Repeat the whole listing. Keep it exact.

> _ENTRIES PROVIDED_
###
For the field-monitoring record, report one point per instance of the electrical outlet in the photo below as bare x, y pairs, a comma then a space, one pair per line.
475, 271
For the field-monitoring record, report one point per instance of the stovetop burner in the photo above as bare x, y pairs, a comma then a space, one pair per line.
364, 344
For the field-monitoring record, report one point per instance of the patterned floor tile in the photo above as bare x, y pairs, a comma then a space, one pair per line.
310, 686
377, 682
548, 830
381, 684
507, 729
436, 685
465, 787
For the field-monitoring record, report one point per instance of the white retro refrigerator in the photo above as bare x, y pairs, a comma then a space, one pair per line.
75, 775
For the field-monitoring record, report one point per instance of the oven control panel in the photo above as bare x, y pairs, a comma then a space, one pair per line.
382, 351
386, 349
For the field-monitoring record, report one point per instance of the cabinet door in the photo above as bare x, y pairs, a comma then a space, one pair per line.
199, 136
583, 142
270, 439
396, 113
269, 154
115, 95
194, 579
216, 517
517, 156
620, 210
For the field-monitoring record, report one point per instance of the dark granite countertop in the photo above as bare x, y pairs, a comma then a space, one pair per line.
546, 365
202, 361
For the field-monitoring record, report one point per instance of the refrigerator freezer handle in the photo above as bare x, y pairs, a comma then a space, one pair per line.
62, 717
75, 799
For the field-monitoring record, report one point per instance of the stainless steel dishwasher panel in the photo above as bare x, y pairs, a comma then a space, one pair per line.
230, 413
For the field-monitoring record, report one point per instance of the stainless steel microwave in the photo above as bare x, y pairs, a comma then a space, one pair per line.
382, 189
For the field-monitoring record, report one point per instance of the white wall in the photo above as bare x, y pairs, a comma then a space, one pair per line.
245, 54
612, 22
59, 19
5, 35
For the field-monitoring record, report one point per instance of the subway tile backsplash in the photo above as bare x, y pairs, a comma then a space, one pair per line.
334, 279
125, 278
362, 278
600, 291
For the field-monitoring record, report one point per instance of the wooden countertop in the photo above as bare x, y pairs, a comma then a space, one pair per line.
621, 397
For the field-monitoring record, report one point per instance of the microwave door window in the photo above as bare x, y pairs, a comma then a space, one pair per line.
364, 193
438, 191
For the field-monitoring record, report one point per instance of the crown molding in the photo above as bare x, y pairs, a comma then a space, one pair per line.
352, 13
###
> _YOUR SOLUTION_
For the field-monitoring record, report one point per instance of the electrical outlet in the photo below as bare x, y pairs, a comma then a space, one pair per line.
475, 271
For the field-monitoring record, report one point per instance of the stovetop burner in the photo above as bare x, y pairs, a comma then a space, one pair per line.
364, 344
For the field-monitoring record, report one point per instance of the patterned floor tile in the photo above as bare x, y pairs, a comma then a space, one pair per line.
310, 686
377, 682
548, 830
381, 684
507, 729
436, 685
465, 787
For the field-monitoring record, report one point per instance of the white retro refrigerator in the photo above as bare x, y pairs, a comma then a space, one pair per line.
75, 775
For the field-monitoring record, report one point per instance of the oven control panel in the photo above as bare x, y pairs, a comma then a space, one pair per line.
382, 351
386, 349
For the field-monitoring record, report one point per instance of the cabinet door in the photo above as bare x, y pairs, a comma then a space, one pair per line.
199, 136
583, 142
270, 439
396, 113
269, 154
115, 95
194, 579
216, 517
517, 156
620, 210
For the field-monitoring record, report one point per instance of the dark granite countertop in the photo above as bare x, y pairs, a comma then a space, one pair per line.
546, 365
202, 361
For the field-monitoring record, report one point per instance of the refrigerator freezer handle in the photo above as bare x, y pairs, a comma then a space, one pair per line.
62, 717
75, 799
For the field-monitoring record, report one point per instance of the stainless steel dishwasher panel in the photo above as bare x, y pairs, a comma then a space, one pair per line.
230, 413
For the field-monitoring record, report one point per instance of the stainless steel microwave in the photo above as bare x, y pairs, a comma then a space, one pair per line.
382, 189
For the field-monitoring record, report one point per instance of the white wall in the photo above as bare x, y pairs, a comma then a space, one pair per line.
245, 54
612, 22
59, 19
5, 35
For the field-monitoring record, report one point per instance of the subway tile backsplash in the photo above as bare x, y pairs, a comma then a space, one pair per line.
334, 279
125, 278
362, 278
600, 291
For the field-monitoring record, report one point per instance of the wooden countertop in the photo above as bare x, y pairs, a comma then a space, one pair per line.
621, 397
For the field-monitoring record, report one point per instance of the microwave door window in the photo above as bare x, y pairs, a comma then a space, one pair per line.
364, 193
438, 191
For the field-monitoring record, report one point per instance of the crown molding in the photo above as bare x, y pairs, a comma then a space, one pair per line.
352, 13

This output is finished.